» TASK DIRECTIONS
Write out each line exactly as given. Leave the pictures out of your copy.

» ROWS
────────────────────

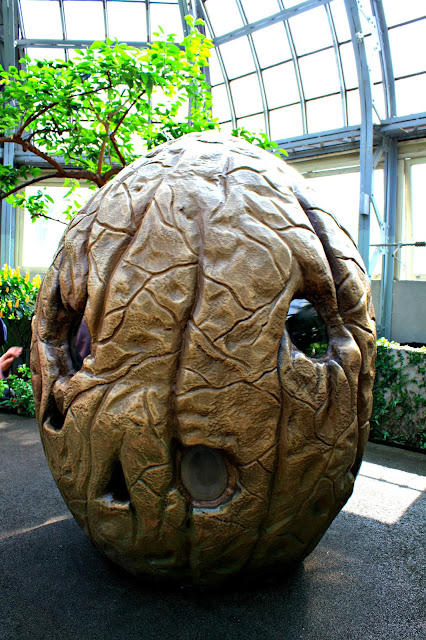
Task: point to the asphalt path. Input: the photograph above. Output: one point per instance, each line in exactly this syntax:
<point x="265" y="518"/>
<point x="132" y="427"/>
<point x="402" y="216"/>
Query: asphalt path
<point x="364" y="581"/>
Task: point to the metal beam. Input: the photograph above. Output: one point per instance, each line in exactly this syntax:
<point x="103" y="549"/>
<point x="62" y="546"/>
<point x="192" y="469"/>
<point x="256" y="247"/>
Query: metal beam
<point x="366" y="139"/>
<point x="386" y="284"/>
<point x="284" y="14"/>
<point x="7" y="220"/>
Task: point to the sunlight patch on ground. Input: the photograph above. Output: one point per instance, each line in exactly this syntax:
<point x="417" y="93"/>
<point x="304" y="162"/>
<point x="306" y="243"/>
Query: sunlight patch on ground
<point x="18" y="532"/>
<point x="390" y="493"/>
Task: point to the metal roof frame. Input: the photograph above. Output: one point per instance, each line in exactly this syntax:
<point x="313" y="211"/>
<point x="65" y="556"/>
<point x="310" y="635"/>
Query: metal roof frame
<point x="384" y="136"/>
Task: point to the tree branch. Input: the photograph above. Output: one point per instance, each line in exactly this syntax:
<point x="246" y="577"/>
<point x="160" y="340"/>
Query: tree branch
<point x="27" y="184"/>
<point x="115" y="145"/>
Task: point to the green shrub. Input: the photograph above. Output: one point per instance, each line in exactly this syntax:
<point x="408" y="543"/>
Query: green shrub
<point x="399" y="395"/>
<point x="18" y="387"/>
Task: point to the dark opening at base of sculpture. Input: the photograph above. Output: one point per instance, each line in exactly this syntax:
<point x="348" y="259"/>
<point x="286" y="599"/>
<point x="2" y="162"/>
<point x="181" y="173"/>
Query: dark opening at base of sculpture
<point x="197" y="440"/>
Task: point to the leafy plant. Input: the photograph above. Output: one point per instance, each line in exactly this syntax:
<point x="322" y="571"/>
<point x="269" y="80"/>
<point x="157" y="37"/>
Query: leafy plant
<point x="260" y="140"/>
<point x="19" y="394"/>
<point x="97" y="110"/>
<point x="17" y="294"/>
<point x="399" y="395"/>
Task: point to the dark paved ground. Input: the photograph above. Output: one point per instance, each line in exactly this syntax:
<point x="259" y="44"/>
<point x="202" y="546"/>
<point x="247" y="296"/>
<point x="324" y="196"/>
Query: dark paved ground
<point x="365" y="580"/>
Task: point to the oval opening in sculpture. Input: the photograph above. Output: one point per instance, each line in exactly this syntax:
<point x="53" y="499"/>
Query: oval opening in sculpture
<point x="306" y="328"/>
<point x="204" y="473"/>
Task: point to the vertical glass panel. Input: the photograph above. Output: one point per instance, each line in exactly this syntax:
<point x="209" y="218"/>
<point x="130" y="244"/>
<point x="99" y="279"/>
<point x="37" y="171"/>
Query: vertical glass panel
<point x="39" y="53"/>
<point x="216" y="76"/>
<point x="418" y="199"/>
<point x="340" y="19"/>
<point x="221" y="108"/>
<point x="246" y="96"/>
<point x="286" y="122"/>
<point x="354" y="107"/>
<point x="340" y="192"/>
<point x="237" y="57"/>
<point x="410" y="95"/>
<point x="407" y="45"/>
<point x="224" y="15"/>
<point x="84" y="20"/>
<point x="256" y="10"/>
<point x="42" y="19"/>
<point x="319" y="74"/>
<point x="41" y="239"/>
<point x="324" y="114"/>
<point x="349" y="65"/>
<point x="311" y="31"/>
<point x="226" y="128"/>
<point x="397" y="12"/>
<point x="168" y="18"/>
<point x="281" y="85"/>
<point x="127" y="21"/>
<point x="271" y="45"/>
<point x="254" y="124"/>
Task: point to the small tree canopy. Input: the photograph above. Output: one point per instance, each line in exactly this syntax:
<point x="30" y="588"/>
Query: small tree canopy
<point x="93" y="110"/>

────────────────────

» SOLUTION TO THE EXERCISE
Task: point to the asphalt path. Input: the photograph above. Output: one point per instance, each line in exactly this syntax:
<point x="265" y="518"/>
<point x="132" y="427"/>
<point x="402" y="216"/>
Query: asphalt path
<point x="364" y="581"/>
Task: point to the metal beam. Input: the photograph above. Output: one point per instance, each line in exactly this syntax:
<point x="103" y="549"/>
<point x="62" y="546"/>
<point x="192" y="469"/>
<point x="256" y="247"/>
Query: metal beam
<point x="366" y="139"/>
<point x="386" y="284"/>
<point x="284" y="14"/>
<point x="7" y="220"/>
Task: point to the sunlight patch on ground. Input: the photograph above. Output: one point per instance, each line in exactly this syntax:
<point x="417" y="93"/>
<point x="304" y="162"/>
<point x="306" y="243"/>
Query: sunlight patch on ground
<point x="18" y="532"/>
<point x="390" y="493"/>
Task: point to the metal roof frame. Input: the photograph above. Output: one point per instance, each line in exactly this syntax:
<point x="313" y="211"/>
<point x="65" y="556"/>
<point x="310" y="635"/>
Query: metal roof frame
<point x="384" y="136"/>
Task: point to the tree branch. Input: the photograph above. Output: one point per instance, each line in exactly this syntax:
<point x="246" y="577"/>
<point x="160" y="340"/>
Query: tree branch
<point x="27" y="184"/>
<point x="115" y="145"/>
Task: point to the green shrub. Input: the photograph above. Output: one point per instance, each line in exactly this syntax:
<point x="408" y="543"/>
Query: green shrub
<point x="399" y="395"/>
<point x="18" y="387"/>
Task: point to the dark opening at base of sculpture. Input: the photograph above. Output: one point per instance, each line in exactly this syntax:
<point x="348" y="259"/>
<point x="286" y="599"/>
<point x="2" y="162"/>
<point x="181" y="173"/>
Query: dark opening at base of sculpture
<point x="197" y="440"/>
Task: point to the leafy plant. Input: the photograph above. Output: one point per instance, each line in exactly this syntax:
<point x="322" y="571"/>
<point x="269" y="80"/>
<point x="157" y="37"/>
Query: leafy plant
<point x="260" y="140"/>
<point x="19" y="394"/>
<point x="97" y="110"/>
<point x="17" y="294"/>
<point x="399" y="395"/>
Task: point to the dark paved ground. Input: the photograph above. Output: one point per instance, each line in exactly this syntax:
<point x="259" y="44"/>
<point x="202" y="546"/>
<point x="247" y="296"/>
<point x="324" y="196"/>
Query: dark paved ground
<point x="365" y="580"/>
Task: point to the oval opening in sculpture. Input: the photograph above. Output: one point per instance, each line in exactly this syntax:
<point x="53" y="499"/>
Query: oval opening in sculpture
<point x="306" y="328"/>
<point x="204" y="473"/>
Task: point to the vertical glass panel. Input: the photograph above. Output: one point per instance, each line in exactly this syntax:
<point x="209" y="218"/>
<point x="130" y="244"/>
<point x="99" y="279"/>
<point x="37" y="171"/>
Query: vertical glass panel
<point x="39" y="53"/>
<point x="216" y="76"/>
<point x="418" y="199"/>
<point x="340" y="19"/>
<point x="221" y="108"/>
<point x="246" y="96"/>
<point x="286" y="122"/>
<point x="354" y="107"/>
<point x="340" y="192"/>
<point x="237" y="57"/>
<point x="410" y="95"/>
<point x="407" y="45"/>
<point x="224" y="15"/>
<point x="84" y="20"/>
<point x="256" y="10"/>
<point x="42" y="19"/>
<point x="319" y="74"/>
<point x="41" y="239"/>
<point x="324" y="114"/>
<point x="349" y="65"/>
<point x="311" y="31"/>
<point x="226" y="128"/>
<point x="397" y="12"/>
<point x="168" y="18"/>
<point x="281" y="85"/>
<point x="127" y="21"/>
<point x="271" y="45"/>
<point x="254" y="124"/>
Task: point to the small tree canopy. Input: the photograph above. Output: one point per instance, each line in exactly this syntax:
<point x="30" y="588"/>
Query: small tree canopy
<point x="93" y="110"/>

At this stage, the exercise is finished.